Excerpt to read -
Based on the logestic regression method we know that $\frac{\partial Z^{[L]}}{A^{[L-1]}} = (\omega^{[L]})^{T}$ and $\frac{\partial Z^{[L - 1]}}{\omega^{[L-1]}} = (A^{[L - 2]})^{T}$. Thus, using these equation and $\delta^{[L]}$ in eq. \ref{eq:l_1layer1}, we have

\begin{equation}
\frac{\partial J}{\partial \omega^{[L - 1]}} = \{[(\omega^{[L]})^{T} . \delta^{[L]}] \odot \frac{d A^{[L -1]}}{d Z^{[L - 1]}}\} . (A^{[L - 2]})^{T} \tag{10}
\label{eq:l_1layer3}
\end{equation}

where the $\odot$ operator is a member-wise multiplication or **Hadamard multiplication**. 

Now let's define

\begin{equation}
\delta^{[L - 1]} = ((\omega^{[L]})^{T} . \delta^{[L]}) \odot \frac{d A^{[L -1]}}{d Z^{[L - 1]}}\tag{11}
\end{equation}

So for eq. \ref{eq:l_1layer3} we have
\begin{equation}
\frac{\partial J}{\partial \omega^{[L - 1]}} = \delta^{[L - 1]} . (A^{[L - 2]})^{T} \tag{12}
\label{eq:l_1layer4}
\end{equation}


Generaizing this result, for the layer $l < L$ , we have
\begin{equation}
\delta^{[l]} = [(\omega^{[l + 1]})^{T} . \delta^{[l + 1]}] \odot \frac{d A^{[l]}}{d Z^{[l]}}  \tag{13}
\label{eq:delta}
\end{equation}
\begin{equation}
\frac{\partial J}{\partial \omega^{[l]}} = \delta^{[l]} . (A^{[l - 1]})^{T} \tag{14}
\label{eq:cost_der}
\end{equation}

With similar approch we can find $\frac{\partial J}{\partial b^{[l]}}$.


Therefore, in the back propagation algorithm, we take these steps:

1. for the last layer $l = L$, use the eq.\ref{eq:lastlayer2} to compute $\delta^{[L]}$,
2. then, for all the other hidden layers, we calcualte $\delta^{[l]}$ using eq. \ref{eq:delta};
3. having $\delta^{[l]}$, we can now calcualte $\frac{\partial J}{\partial \omega^{[l]}}$ and $\frac{\partial J}{\partial b^{[l]}}$;
4. using eq. 1 and eq. 2 in Lecture IV, at the last step of this part, we compute the new *weight* and *bias* ($\omega^{[l]}$ and $b^{[l]}$).

Following the rank of matrices in this calculation can be helpful to understand better the equation presented here. 

In [4]:
def back_propagation(l, A_prim, w, D): 
    
    delta = np.atleast_2d(np.dot(np.transpose(w), D) * A_prim)
    
    return delta
    
def update(omega, learning_rate, A, D, b, m):
    a = np.atleast_2d(A)
    d = np.atleast_2d(D)
    ad = np.dot(d, a.T)
    omega -= (learning_rate/m) * ad
    
    sigma = (np.atleast_2d(np.sum(d, axis=1))).T
    b -= (learning_rate/m) * sigma
    
    return omega, b

Having all the needed functions and data, now we can build our neural network. The first step is to initialize variables such as $\omega^{[l]}$ and $b^{[l]}$ (Lines: 24-28).

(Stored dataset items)
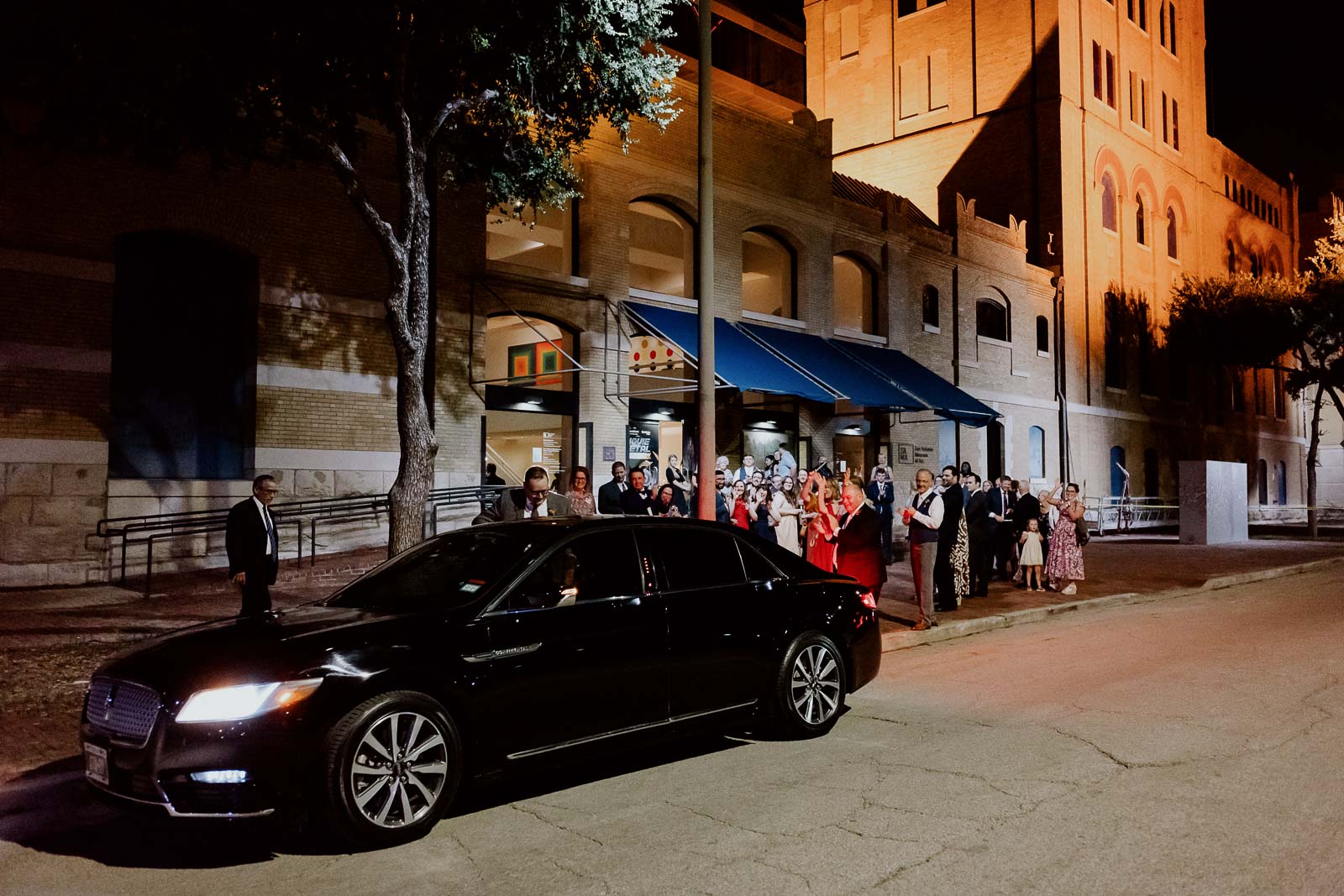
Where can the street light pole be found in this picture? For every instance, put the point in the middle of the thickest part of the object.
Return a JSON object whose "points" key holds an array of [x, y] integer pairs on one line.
{"points": [[707, 449]]}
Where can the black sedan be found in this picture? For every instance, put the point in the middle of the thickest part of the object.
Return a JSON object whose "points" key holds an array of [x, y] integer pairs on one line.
{"points": [[470, 654]]}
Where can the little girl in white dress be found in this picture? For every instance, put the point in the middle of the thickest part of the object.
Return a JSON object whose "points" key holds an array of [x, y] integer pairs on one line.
{"points": [[1032, 557]]}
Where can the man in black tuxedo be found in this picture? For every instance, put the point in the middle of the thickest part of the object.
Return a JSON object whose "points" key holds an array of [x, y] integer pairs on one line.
{"points": [[609, 496], [253, 547], [981, 537], [635, 500], [884, 496], [944, 577], [721, 504], [1001, 501]]}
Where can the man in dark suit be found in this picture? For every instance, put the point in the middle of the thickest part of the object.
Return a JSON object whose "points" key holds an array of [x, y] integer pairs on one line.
{"points": [[1026, 508], [1001, 501], [858, 542], [635, 500], [924, 516], [884, 495], [980, 532], [721, 504], [533, 501], [944, 577], [609, 496], [253, 547]]}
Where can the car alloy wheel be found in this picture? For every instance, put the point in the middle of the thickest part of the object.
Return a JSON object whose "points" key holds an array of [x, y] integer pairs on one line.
{"points": [[393, 765], [815, 689], [400, 768]]}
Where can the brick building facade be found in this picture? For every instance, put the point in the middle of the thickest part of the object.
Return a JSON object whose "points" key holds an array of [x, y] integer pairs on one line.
{"points": [[307, 389]]}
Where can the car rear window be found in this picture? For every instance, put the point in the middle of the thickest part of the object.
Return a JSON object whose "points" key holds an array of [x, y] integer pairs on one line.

Parts of the exercise -
- 1) Render this sentence from the backpropagation excerpt in Spanish: "Having all the needed functions and data, now we can build our neural network."
- 2) Write what comes next in the backpropagation excerpt, starting after its last sentence.

Answers -
- 1) Con todas las funciones y los datos necesarios, ahora podemos construir nuestra red neuronal.

- 2)
In [5]:
#----------------------------------------------------------------------------------------------------------------

def NN(L, N_L, n_iteration, learning_rate, X_t, Y):
    
    
    m = X_t.shape[1]
    
    
    # DEFINE VARIABLES:
    #--------------------
    A = np.zeros((L+1), dtype=list)
    A_prim = np.zeros((L+1),dtype=list)
    omega = np.zeros((L+1),dtype=list)
    b = np.zeros((L+1),dtype=list)
    delta = np.zeros((L+1),dtype=list)
    
    
    # INITIALIZIATION:
    #--------------------
    for l in range(1, L+1, 1):
        
        n_o = N_L[l]       # number of nodes
        n_i = N_L[l- 1]    # number of inputs (or nodes of the previous layer)
        
        omega[l] = np.random.rand(n_o, n_i) * np.sqrt(1/n_i)
        b[l] = np.random.rand(n_o, 1)
        A[l] = np.zeros((n_o, m), dtype=float)
        A_prim[l] = np.zeros((n_o, m), dtype=float)
        delta[l] = np.zeros((n_o, m), dtype=float)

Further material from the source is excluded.